Would you give the entries below again, precisely as they are written?

===== Material provided

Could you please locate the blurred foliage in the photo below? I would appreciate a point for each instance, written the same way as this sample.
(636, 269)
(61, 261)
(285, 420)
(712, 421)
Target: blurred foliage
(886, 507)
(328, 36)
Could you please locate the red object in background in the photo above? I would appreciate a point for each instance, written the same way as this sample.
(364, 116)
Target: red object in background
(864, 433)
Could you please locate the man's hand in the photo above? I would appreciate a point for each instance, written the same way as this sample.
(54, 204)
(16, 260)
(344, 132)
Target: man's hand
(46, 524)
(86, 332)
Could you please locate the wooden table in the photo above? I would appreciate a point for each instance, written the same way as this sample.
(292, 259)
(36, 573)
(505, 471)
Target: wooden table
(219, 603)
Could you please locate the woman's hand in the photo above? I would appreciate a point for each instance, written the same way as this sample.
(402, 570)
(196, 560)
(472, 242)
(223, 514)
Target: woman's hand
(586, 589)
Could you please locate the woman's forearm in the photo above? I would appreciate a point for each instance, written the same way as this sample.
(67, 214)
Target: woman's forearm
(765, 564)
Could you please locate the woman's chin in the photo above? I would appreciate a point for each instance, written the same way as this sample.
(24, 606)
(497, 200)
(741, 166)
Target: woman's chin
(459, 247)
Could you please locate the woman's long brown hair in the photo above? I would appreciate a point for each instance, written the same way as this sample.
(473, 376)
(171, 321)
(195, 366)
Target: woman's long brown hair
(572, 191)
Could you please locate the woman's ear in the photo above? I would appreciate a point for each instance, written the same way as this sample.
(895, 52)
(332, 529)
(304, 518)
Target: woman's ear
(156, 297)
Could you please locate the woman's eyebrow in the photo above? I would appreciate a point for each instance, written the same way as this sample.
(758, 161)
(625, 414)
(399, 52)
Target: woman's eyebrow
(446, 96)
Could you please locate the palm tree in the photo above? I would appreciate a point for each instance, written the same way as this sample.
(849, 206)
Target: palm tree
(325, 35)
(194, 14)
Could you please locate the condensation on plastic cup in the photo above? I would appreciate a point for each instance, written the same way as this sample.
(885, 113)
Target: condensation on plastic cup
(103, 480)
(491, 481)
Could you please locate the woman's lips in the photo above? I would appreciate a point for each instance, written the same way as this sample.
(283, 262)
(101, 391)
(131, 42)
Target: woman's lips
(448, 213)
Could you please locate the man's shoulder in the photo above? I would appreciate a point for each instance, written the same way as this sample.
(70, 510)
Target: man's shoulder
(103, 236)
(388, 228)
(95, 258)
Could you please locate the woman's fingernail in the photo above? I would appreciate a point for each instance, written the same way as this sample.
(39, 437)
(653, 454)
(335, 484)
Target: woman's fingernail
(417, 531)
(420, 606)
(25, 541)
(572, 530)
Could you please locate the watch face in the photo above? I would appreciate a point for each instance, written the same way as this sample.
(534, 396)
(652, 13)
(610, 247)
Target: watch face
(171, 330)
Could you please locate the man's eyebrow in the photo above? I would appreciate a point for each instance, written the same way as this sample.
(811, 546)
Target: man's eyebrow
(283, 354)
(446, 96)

==========

- **Output below**
Could you please locate the blurred foliage in the photo below? I would appreciate a point for each instance, written the same way as this sample.
(636, 269)
(61, 261)
(285, 420)
(712, 421)
Target: blurred foliage
(886, 507)
(328, 36)
Could you please locate the red object in background in the photo above? I would appreciate a point for each instance, written the same way as this sample.
(364, 116)
Target: red object in background
(864, 433)
Could you please locate the man's hand in the photo above? I would appreciate a point for each instance, written the same way as this sample.
(54, 204)
(16, 260)
(344, 132)
Target: man's hand
(46, 524)
(86, 332)
Could you please locate the wooden table in the photo above? I would appreciate a point for each instance, written the same way as this sample.
(292, 259)
(36, 573)
(505, 471)
Target: wooden table
(219, 603)
Could you please locate the woman's hand in the photo above? I would appreciate a point for each instance, written the same way as this sample.
(402, 570)
(196, 560)
(472, 242)
(223, 514)
Target: woman's hand
(586, 589)
Could you please locate the woman's forearm in the photo above? I would appreciate a point for each instance, written the same way as this sample.
(67, 214)
Target: woman's forearm
(765, 564)
Could you please locate the woman's chin in the photo above? I would appreciate a point for each instance, written the same way as this sample.
(24, 606)
(497, 200)
(741, 166)
Target: woman's chin
(459, 247)
Could you please locate the woman's long brown hair in the photo above? I would appreciate a point for each instance, written the same way as this sample.
(473, 376)
(171, 321)
(195, 366)
Target: woman's long brown hair
(572, 191)
Could you please locate the woman's ear in the photo above? I would appreciate a point for each instance, written the same way as this sample.
(895, 52)
(332, 529)
(304, 518)
Target: woman's ear
(156, 297)
Could you please locate the woman's eyebrow in the photo above? I would appreciate a point for each instance, written the same way as this sample.
(758, 161)
(625, 414)
(399, 52)
Target: woman's eyebrow
(446, 96)
Could you please locate the palm tree in the photo above? I would appreciate a point for each instance, written the same way as this sample.
(849, 206)
Target: palm tree
(325, 35)
(194, 14)
Could you please locate the condensation on plastic cup in the photo above? I would appreciate a point for each instance, written the same way as this sample.
(885, 113)
Target: condensation on plastic cup
(103, 480)
(491, 481)
Could you please locate the woman's lips in the photo above? I would appreciate a point for each instance, written the same way as this sample.
(283, 262)
(101, 391)
(131, 42)
Target: woman's lips
(448, 213)
Could you please locate the man's shoulder in the photo above? I would appreciate a point for each instance, written the same way as this sample.
(70, 510)
Target: man's shoulder
(103, 236)
(388, 228)
(95, 258)
Could you please locate the woman's fingernail in the photo above? I would appreciate a point for each instance, written the same way as this sample.
(39, 437)
(653, 454)
(335, 484)
Target: woman's fingernail
(417, 531)
(420, 606)
(25, 541)
(572, 530)
Could you please locate the watch face in the photo above? I would appreciate a point for each instance, written the same way as this sample.
(534, 396)
(652, 13)
(610, 247)
Target: watch face
(171, 330)
Could you please locate the man's eyebrow in the photo above? I would appreciate a point for each instance, written the same way as this sample.
(811, 546)
Target: man's eyebrow
(283, 354)
(446, 96)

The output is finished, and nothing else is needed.